**Provided records:**
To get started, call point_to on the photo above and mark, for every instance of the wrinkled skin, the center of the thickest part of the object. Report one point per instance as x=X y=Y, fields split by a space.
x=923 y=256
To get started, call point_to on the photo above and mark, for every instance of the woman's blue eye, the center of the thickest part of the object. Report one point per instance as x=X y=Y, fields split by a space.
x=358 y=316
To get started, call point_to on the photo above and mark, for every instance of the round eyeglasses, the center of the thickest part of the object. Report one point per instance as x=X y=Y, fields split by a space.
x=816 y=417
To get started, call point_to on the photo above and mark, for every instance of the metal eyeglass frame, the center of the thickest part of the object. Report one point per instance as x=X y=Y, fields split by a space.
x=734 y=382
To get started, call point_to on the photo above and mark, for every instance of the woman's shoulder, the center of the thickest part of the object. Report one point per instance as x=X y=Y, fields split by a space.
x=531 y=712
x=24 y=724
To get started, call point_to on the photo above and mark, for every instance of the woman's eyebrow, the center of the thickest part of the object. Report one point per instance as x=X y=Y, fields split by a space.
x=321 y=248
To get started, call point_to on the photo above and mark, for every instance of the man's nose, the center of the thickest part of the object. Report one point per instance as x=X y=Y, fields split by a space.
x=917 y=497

**Goal:** Copy word for word the lines that begin with the one containing "of the man's" and run through the final line of the items, including both.

**Final result:**
To get started, call point_to on the photo above and mark, for every instance of the man's nose, the center of the thickest part of the object. Report one point per instance as x=X y=Y, fields split by a space.
x=917 y=497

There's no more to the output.